◆ Task to carry out: Return every line of the material below verbatim, leaving out the pictures.

◆ Information provided:

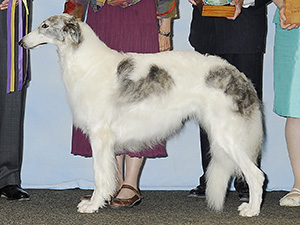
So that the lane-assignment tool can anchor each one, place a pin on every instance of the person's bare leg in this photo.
(292, 132)
(120, 176)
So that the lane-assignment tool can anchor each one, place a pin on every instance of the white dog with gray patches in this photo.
(129, 101)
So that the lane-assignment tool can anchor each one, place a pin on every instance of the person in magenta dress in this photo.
(143, 27)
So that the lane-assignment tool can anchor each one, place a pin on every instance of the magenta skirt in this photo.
(132, 29)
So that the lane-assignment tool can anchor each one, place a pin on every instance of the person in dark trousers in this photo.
(14, 71)
(241, 40)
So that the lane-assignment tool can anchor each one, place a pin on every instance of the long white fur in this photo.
(89, 72)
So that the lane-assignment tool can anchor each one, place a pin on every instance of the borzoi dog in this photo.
(130, 101)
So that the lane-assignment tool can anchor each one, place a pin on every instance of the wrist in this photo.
(166, 34)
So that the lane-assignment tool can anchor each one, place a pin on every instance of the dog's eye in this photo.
(45, 26)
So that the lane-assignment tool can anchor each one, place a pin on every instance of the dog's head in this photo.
(60, 30)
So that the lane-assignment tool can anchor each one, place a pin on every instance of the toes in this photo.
(247, 210)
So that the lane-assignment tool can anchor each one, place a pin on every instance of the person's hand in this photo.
(283, 20)
(4, 4)
(164, 43)
(238, 8)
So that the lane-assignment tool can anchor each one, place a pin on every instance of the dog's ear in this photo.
(73, 31)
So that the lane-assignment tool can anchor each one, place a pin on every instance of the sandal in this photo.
(118, 203)
(291, 199)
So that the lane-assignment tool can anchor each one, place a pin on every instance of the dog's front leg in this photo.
(102, 142)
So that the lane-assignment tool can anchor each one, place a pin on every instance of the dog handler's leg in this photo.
(102, 142)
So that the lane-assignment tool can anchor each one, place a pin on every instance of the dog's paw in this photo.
(87, 206)
(247, 210)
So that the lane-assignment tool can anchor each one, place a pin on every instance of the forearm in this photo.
(165, 25)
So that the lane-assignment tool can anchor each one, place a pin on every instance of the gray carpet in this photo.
(157, 207)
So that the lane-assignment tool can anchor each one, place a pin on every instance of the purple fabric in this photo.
(132, 29)
(20, 49)
(9, 62)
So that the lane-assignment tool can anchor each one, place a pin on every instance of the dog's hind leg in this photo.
(253, 176)
(218, 175)
(255, 179)
(102, 142)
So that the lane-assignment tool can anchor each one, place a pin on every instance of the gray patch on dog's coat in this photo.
(233, 83)
(157, 82)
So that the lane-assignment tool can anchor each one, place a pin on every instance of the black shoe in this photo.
(14, 192)
(198, 192)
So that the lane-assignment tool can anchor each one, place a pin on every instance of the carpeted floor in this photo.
(158, 207)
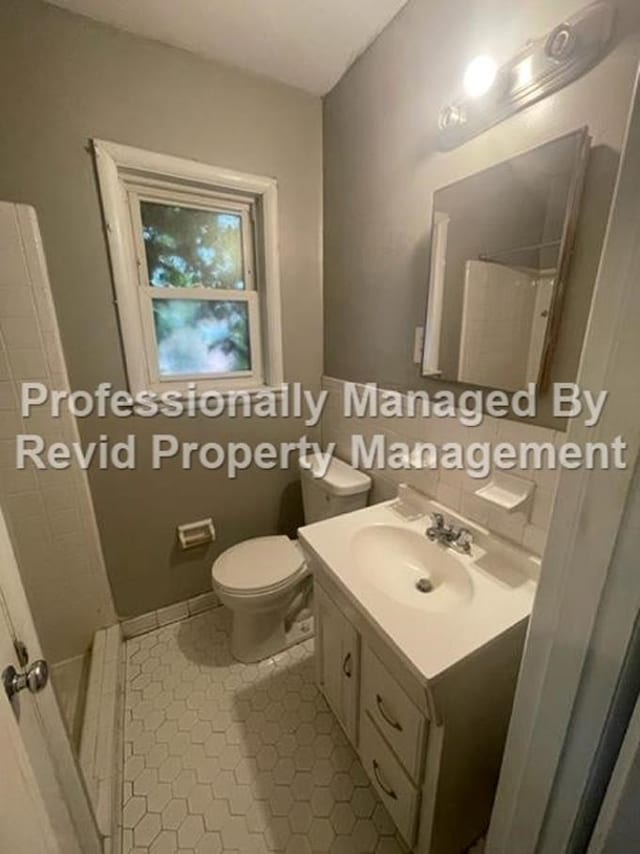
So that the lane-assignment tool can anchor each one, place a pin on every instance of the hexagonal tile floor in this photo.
(241, 759)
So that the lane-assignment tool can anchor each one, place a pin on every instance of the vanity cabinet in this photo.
(337, 662)
(432, 750)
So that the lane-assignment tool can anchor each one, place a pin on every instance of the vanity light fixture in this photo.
(480, 76)
(544, 65)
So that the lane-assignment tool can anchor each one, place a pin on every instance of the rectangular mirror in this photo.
(501, 245)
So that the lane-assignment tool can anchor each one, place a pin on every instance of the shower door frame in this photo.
(49, 750)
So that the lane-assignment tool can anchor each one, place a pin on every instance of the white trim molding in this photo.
(120, 169)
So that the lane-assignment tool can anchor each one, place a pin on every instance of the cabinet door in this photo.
(338, 652)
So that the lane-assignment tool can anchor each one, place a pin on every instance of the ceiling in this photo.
(305, 43)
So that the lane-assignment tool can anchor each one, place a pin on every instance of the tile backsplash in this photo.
(456, 489)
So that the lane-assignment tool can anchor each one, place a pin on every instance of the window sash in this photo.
(123, 169)
(146, 298)
(136, 195)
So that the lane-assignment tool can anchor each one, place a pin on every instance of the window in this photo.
(195, 265)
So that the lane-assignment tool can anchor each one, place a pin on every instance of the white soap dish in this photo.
(507, 491)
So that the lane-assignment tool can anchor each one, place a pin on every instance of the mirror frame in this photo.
(567, 244)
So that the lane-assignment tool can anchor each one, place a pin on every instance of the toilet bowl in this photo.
(265, 581)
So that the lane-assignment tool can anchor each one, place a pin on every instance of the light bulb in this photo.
(480, 76)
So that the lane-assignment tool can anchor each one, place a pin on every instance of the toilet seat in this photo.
(259, 566)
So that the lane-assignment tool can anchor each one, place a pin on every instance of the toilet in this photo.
(265, 581)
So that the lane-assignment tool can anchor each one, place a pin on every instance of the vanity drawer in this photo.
(389, 779)
(396, 716)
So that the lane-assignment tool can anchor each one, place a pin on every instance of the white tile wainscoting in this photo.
(456, 489)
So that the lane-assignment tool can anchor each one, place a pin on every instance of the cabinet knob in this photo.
(347, 668)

◆ Response:
So that the lane-assignment tool can anchor each one, place a pin on every instance of the person's bare leg in this photo.
(292, 132)
(120, 176)
So that the lane-assignment tool can anchor each one, place a pin on every instance of the white dog with gray patches in this photo.
(129, 101)
So that the lane-assignment tool can anchor each one, place a pin on every instance of the person in magenta dress in this photo.
(143, 27)
So that the lane-assignment tool can anchor each one, place a pin on every instance of the magenta skirt in this photo.
(132, 29)
So that the lane-assignment tool can anchor each one, place a pin on every instance of the person in dark trousers in this photo.
(14, 71)
(241, 40)
So that the lane-assignment tool can anchor each one, place a pin on every instance of the long white fur in this photo.
(89, 72)
So that the lane-assignment tool can anchor each one, place a pin on every instance of the borzoi dog in this photo.
(130, 101)
So that the lane-assignment tool can anchor each one, place a pin on every instance of the wrist in this photo.
(166, 34)
So that the lane-assignment tool can anchor each one, place a pin on every instance of the dog's eye in this photo.
(45, 26)
So that the lane-assignment tool can anchor each one, place a pin on every instance of the dog's head in this photo.
(60, 30)
So that the lane-assignment tool can anchor each one, place a pin on every instance of the toes in this photo.
(247, 210)
So that the lane-assignment tool can anchor each one, place a pin on every instance of the person's hand in this photo.
(283, 20)
(4, 4)
(164, 43)
(238, 8)
So that the lane-assignment tool can anchor each one, place a pin on every instance of the dog's ear in this photo.
(73, 31)
So that the lane-assignment tool can anchor each one, place a pin on every instance of the sandal in this photo.
(118, 203)
(291, 199)
So that the lane-assignment tool can anchor each one, place a pin on every instance of the dog's front leg in this photo.
(102, 142)
So that the lane-assignment tool can anchor each one, place a pin on every instance of the dog handler's leg in this photo.
(102, 142)
So that the lane-assignment tool can anchor each one, place a pin on every instance of the dog's paw in this photo.
(87, 206)
(247, 210)
So that the lane-assignment tool can anchor each one, place a pin on every instance of the forearm in this photo.
(165, 25)
So that the lane-assignment tool can anchor each one, place a pin on every instance of the gray carpet in this photo.
(157, 207)
So that the lane-assignment tool can anchor each one, place a pin on every instance of the purple fabric in this photo.
(132, 29)
(20, 49)
(9, 62)
So that the lane-assignment tool can anchor each one, place a pin on every instance of the dog's hind leg in this photo.
(253, 176)
(218, 175)
(255, 179)
(102, 142)
So that the lane-assignment tool can anchor each one, place a pin on every instance of the gray patch on dog's coat in this photo.
(233, 83)
(157, 82)
So that the lane-assignment tool can anchor each one, place a pin on every instance of the black shoe in this photo.
(14, 192)
(198, 192)
So that the lane-assignment tool can anchor each one, place a pin on every instance of the carpeted floor in this photo.
(158, 207)
So that the lane-assignment tool can anchor each one, place a pin on every instance of the hexagonal tile floor in this photo.
(241, 759)
So that the lane-assignment tool can anchor each one, place a pin on every instance of the vanity cabinet in this photo.
(337, 662)
(432, 750)
So that the lane-assignment tool can anchor each one, place a pin on every instance of the vanity light fixture in this photo.
(480, 76)
(544, 65)
So that the lane-assignment tool can anchor each one, place a pin on every instance of the rectangular mirror in this photo.
(501, 245)
So that the lane-assignment tool can anchor each one, place a pin on every instance of the shower door frame in this photo.
(49, 750)
So that the lane-assignment tool can anchor each one, place a pin on every instance of the white trim molding in this photo.
(120, 169)
So that the lane-assignment tool can anchor each one, place a pin on every instance of the cabinet door in this photo.
(338, 652)
So that the lane-assignment tool can anchor each one, place a pin on every instance of the ceiling in this photo.
(305, 43)
So that the lane-assignment tool can anchor each one, place a pin on every instance of the tile backsplash in this photo.
(456, 489)
So that the lane-assignment tool can anchor each one, place a pin on every instance of the window sash in this photo.
(123, 169)
(146, 298)
(136, 195)
So that the lane-assignment tool can anchor each one, place a pin on every instance of the window in this photo.
(195, 265)
So that the lane-assignment tool can anchor each one, place a pin on every instance of the white soap dish in this photo.
(507, 491)
So that the lane-assignment tool can anchor each one, place a pin on every instance of the mirror frame in this photo.
(567, 244)
So that the lane-assignment tool can anchor each one, place a pin on every instance of the toilet bowl in this photo.
(265, 581)
So that the lane-assignment tool can anchor each one, place a pin on every instance of the light bulb in this photo.
(480, 76)
So that the lane-assignment tool can anchor each one, place a pin on every instance of the toilet seat in this photo.
(259, 566)
So that the lane-assignment tool can anchor each one, place a pin on every instance of the toilet in this photo.
(265, 581)
So that the lane-assignment tool can anchor each one, place a pin on every instance of the vanity drawer in this photo.
(389, 779)
(396, 716)
So that the lane-assignment tool can anchor each one, place a pin on every instance of the white tile wainscoting in this photo.
(456, 489)
So that the lane-assignment tool can anchor each one, place a pin on every instance of the cabinet knob in this photo.
(347, 668)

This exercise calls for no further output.